INSTRUCTIONS FOR THE TASK: Write out the material below word for word, leaving no line out.

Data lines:
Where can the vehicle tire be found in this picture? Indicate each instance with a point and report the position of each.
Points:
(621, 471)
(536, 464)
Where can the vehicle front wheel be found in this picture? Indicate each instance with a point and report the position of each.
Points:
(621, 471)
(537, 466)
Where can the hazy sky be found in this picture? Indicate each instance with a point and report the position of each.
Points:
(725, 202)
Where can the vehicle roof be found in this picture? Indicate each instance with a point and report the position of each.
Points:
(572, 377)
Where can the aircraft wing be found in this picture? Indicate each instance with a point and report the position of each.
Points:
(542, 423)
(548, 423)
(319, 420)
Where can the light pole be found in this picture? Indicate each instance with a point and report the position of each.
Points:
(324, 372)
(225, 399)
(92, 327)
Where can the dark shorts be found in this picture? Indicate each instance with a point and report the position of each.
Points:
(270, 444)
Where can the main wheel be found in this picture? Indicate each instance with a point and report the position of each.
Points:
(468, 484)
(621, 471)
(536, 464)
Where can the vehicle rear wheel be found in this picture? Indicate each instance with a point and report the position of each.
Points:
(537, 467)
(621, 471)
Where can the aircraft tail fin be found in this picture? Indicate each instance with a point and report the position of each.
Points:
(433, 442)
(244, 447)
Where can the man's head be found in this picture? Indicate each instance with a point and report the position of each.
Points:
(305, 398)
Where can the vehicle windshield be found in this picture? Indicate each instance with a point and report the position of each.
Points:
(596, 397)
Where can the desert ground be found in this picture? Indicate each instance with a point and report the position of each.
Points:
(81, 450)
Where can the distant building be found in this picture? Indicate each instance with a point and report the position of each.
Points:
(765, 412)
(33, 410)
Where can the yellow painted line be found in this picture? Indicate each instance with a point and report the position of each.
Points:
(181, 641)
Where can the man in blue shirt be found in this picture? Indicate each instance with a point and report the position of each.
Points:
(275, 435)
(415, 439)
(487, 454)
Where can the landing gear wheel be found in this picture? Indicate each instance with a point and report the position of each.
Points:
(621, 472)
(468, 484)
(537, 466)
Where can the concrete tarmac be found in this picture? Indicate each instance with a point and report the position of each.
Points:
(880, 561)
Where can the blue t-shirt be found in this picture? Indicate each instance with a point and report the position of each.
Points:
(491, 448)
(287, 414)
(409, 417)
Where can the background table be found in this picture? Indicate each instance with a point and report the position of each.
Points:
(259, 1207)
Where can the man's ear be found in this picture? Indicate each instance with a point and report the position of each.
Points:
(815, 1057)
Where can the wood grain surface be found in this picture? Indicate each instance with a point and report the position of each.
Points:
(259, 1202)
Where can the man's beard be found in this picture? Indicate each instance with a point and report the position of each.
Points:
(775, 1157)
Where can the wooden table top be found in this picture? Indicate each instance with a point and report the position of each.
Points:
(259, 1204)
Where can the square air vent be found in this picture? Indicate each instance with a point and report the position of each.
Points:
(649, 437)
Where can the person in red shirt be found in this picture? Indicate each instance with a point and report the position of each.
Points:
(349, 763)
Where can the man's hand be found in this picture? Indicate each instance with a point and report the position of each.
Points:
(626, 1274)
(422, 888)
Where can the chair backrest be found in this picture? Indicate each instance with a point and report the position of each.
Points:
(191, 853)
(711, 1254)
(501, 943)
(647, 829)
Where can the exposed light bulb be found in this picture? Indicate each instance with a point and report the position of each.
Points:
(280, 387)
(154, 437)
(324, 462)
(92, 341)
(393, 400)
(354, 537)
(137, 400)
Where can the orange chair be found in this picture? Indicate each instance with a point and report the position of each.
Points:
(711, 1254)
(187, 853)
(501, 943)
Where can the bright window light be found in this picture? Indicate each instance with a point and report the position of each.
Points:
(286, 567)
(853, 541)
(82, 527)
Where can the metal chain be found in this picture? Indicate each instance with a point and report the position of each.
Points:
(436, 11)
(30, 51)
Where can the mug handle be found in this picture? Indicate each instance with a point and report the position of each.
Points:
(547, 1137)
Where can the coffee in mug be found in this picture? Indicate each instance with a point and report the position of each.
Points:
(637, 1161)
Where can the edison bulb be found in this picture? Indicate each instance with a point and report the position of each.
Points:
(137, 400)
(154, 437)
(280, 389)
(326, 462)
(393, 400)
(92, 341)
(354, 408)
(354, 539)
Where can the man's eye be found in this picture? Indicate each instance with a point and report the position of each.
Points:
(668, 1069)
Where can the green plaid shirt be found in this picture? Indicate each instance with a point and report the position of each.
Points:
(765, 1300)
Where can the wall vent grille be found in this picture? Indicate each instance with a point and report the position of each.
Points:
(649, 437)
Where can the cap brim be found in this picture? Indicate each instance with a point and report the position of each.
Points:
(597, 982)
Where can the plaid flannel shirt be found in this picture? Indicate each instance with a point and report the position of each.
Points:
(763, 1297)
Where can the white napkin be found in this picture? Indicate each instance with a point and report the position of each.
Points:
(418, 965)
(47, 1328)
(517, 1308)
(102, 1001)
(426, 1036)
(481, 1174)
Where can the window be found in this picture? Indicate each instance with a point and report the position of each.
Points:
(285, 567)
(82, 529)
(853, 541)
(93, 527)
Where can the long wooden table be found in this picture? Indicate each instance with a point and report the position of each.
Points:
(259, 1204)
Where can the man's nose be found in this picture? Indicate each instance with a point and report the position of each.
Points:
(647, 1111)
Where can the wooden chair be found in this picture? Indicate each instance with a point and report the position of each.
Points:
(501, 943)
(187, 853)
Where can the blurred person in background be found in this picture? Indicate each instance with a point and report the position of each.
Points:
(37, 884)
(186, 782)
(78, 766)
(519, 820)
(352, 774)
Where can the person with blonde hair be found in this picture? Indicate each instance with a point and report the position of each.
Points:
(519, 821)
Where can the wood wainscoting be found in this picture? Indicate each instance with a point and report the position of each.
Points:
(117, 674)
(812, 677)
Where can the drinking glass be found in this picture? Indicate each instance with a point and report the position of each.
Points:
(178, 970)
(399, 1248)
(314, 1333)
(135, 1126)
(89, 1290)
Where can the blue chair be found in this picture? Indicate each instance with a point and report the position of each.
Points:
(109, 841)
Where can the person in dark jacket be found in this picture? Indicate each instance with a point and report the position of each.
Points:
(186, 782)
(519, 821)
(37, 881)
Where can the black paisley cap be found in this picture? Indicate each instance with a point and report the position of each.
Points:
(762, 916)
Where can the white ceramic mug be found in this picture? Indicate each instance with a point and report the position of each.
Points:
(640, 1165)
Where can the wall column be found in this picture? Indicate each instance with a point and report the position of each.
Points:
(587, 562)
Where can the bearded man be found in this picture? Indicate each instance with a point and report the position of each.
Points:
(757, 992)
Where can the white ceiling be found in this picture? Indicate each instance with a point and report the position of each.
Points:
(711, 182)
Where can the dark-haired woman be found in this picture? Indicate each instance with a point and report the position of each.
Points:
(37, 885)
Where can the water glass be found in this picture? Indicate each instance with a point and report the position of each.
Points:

THE ANSWER:
Where can the vehicle tire be found in this picture? Indicate each instance with a point and report the position of each.
Points:
(621, 471)
(536, 464)
Where can the vehicle front wheel be found in this picture? Indicate each instance with a point and report the position of each.
Points:
(621, 471)
(537, 466)
Where can the hazy sky be found in this picture? Indicate each instance with a point and report the position of each.
Points:
(725, 202)
Where can the vehicle roof be found in this picture? Indicate each instance with a point and report the position of each.
Points:
(572, 377)
Where can the aircraft wing be found in this picture? Indicate each instance with a point and report the position of each.
Points:
(542, 423)
(548, 423)
(319, 420)
Where can the light pole be found in this picture? Indicate each instance with a point and report the position of each.
Points:
(324, 372)
(225, 399)
(92, 327)
Where can the dark shorts be found in this picture? Indicate each instance with a point and report the position of each.
Points:
(270, 444)
Where can the main wheel be found in this picture? Indicate each instance with a point and report the position of each.
Points:
(468, 484)
(621, 471)
(536, 464)
Where can the vehicle rear wheel be found in this picture? Indicate each instance with a point and report the position of each.
Points:
(537, 467)
(621, 471)
Where can the aircraft tail fin be found in this picture? Indicate each instance with a point and report the position of each.
Points:
(433, 442)
(244, 447)
Where can the man's head be found in this picture? Indicate each instance with a point and report the position of each.
Points:
(305, 398)
Where can the vehicle windshield be found in this picture? Indicate each instance with a point and report the position of each.
Points:
(596, 397)
Where can the desert ground be found in this picture? Indicate each instance with a point and report the position of each.
Points:
(81, 450)
Where can the distant building be found in this picture? Indicate each instance with a point and report the position of each.
Points:
(765, 412)
(33, 410)
Where can the yellow painted line be found in this picture? Indicate each instance with a point and report the position of each.
Points:
(181, 641)
Where can the man in blue shirt be found in this picture? Indicate each instance with a point and report the position of each.
Points:
(275, 435)
(415, 439)
(487, 454)
Where can the landing gear wheel be found in this picture? Indicate each instance with a point and report the position of each.
Points:
(621, 472)
(468, 484)
(537, 466)
Where can the concrete tarmac be found in this picture? Indicate each instance with a point and report the position of each.
Points:
(880, 561)
Where can the blue t-shirt be found in this picture? Indicate each instance with a point and report the position of each.
Points:
(491, 448)
(287, 414)
(409, 417)
Where can the background table be found in this picture? Indicate each instance with a point and report the position of each.
Points:
(259, 1207)
Where can the man's ear be found in this picture? Indicate each instance with a point and report the position of each.
Points:
(815, 1057)
Where can the wood grain surface be found in this picture? Indicate each instance with a point and report the position of each.
Points:
(259, 1202)
Where can the man's beard be found in this picture? Indicate each instance with a point and report the position of each.
Points:
(775, 1157)
Where can the wooden table top be found in this picture? Indicate each instance with a point and report the position of each.
Points:
(259, 1204)
Where can the square air vent be found in this picture? Indicate each instance with a point and report the position of each.
Points:
(649, 437)
Where can the person in red shirt be found in this picture? Indicate each instance with a point and report the position of each.
Points:
(349, 763)
Where can the man's hand be found in this picture? Indicate each instance with a point and report the position of each.
Points:
(626, 1274)
(422, 888)
Where can the chair backrest be found in this picture? Indicate each instance with a point and report the position of each.
Points:
(191, 853)
(711, 1254)
(501, 943)
(647, 829)
Where can the exposed light bulb be found in this picture? Indicate each instance with a point and report the position of each.
Points:
(280, 387)
(154, 437)
(324, 462)
(92, 341)
(393, 400)
(354, 537)
(137, 400)
Where can the orange chair be found in this picture? Indicate each instance with a point and report the position of each.
Points:
(711, 1254)
(187, 853)
(501, 943)
Where can the bright window light be found in this picture? Indicate each instance with a point and report the position of each.
Points:
(286, 567)
(853, 541)
(82, 527)
Where can the metal chain be found in this picture? Indicate each instance with a point and report the position of each.
Points:
(436, 11)
(30, 51)
Where can the mug handle be found in this picture? Indicate each instance with a point and report the position of each.
Points:
(547, 1137)
Where can the coffee in mug be found in this picture? Indicate each instance with a point and report the position of each.
Points:
(637, 1161)
Where can the edison bulb be found in this picture? Indicate each instance with a point and report the position of each.
Points:
(137, 400)
(154, 437)
(280, 389)
(326, 462)
(393, 400)
(92, 341)
(354, 408)
(354, 539)
Where can the man's eye be found in this picture? Indicate each instance with a point and report the position of each.
Points:
(668, 1069)
Where can the green plaid shirt be found in this picture? Indicate each instance with a point and report the position of each.
Points:
(765, 1300)
Where can the wall vent grille be found in this picture? Indicate each instance with a point and report the position of each.
Points:
(649, 437)
Where can the cap brim be found in this picture? Indicate each instance with a point and report the position of each.
Points:
(597, 982)
Where can the plaid flannel shirt be found in this picture? Indicate each instance with a point and report the position of each.
Points:
(763, 1297)
Where can the white napkin be found in this picture? Indicate each instance with a point and report the position of each.
Points:
(418, 965)
(47, 1328)
(517, 1308)
(102, 1001)
(426, 1036)
(481, 1174)
Where can the window be found in this picture? Indicate each instance with a point and report the position of each.
Points:
(285, 567)
(82, 529)
(853, 541)
(93, 527)
Where can the long wooden table be found in this picture? Indicate each instance with a point and report the position of each.
Points:
(259, 1204)
Where can the man's nose be found in this picture? Indicate each instance with a point and report the position of each.
Points:
(647, 1111)
Where can the wooden chair be found in this picture? Indicate each instance with a point and report the position of each.
Points:
(501, 943)
(187, 853)
Where can the blurred person in background be found in this picture? Indicate each instance with a point and report the position of each.
Points:
(37, 884)
(186, 782)
(78, 766)
(519, 820)
(352, 774)
Where can the person with blonde hair be found in this picture? Indicate each instance with a point and report the position of each.
Points:
(519, 821)
Where can the wood wainscoting be found in this picture? Indicate each instance with a point and report the position of each.
Points:
(117, 674)
(812, 677)
Where can the drinking glass be found in this picture? Indicate each instance with a point and report the position of each.
Points:
(178, 970)
(399, 1248)
(314, 1333)
(135, 1126)
(89, 1290)
Where can the blue chair be found in this picture? Indicate each instance with a point and report the position of each.
Points:
(109, 841)
Where can the person in dark jacket be found in this picture? Indicate each instance with a point and report the position of each.
Points:
(186, 782)
(519, 821)
(37, 881)
Where can the black paisley cap be found in this picture? Indicate each instance with a point and report the position of each.
Points:
(762, 916)
Where can the white ceramic mug be found in this picture? Indicate each instance with a point and report the position of each.
Points:
(640, 1165)
Where can the wall column be found in this picture? Indicate each instance with a point and report the position of each.
Points:
(587, 562)
Where can the bearded man be found in this picture? Indicate each instance with a point and report the position of each.
Points:
(757, 992)
Where can the white ceiling be found in this picture? Indicate each instance with a point and report the position of each.
Points:
(711, 182)
Where can the dark-haired woman be found in this picture? Indicate each instance with a point and report the position of each.
Points:
(37, 885)
Where can the water glass be found in this picture? Indicate each instance with a point and report the position of each.
Points:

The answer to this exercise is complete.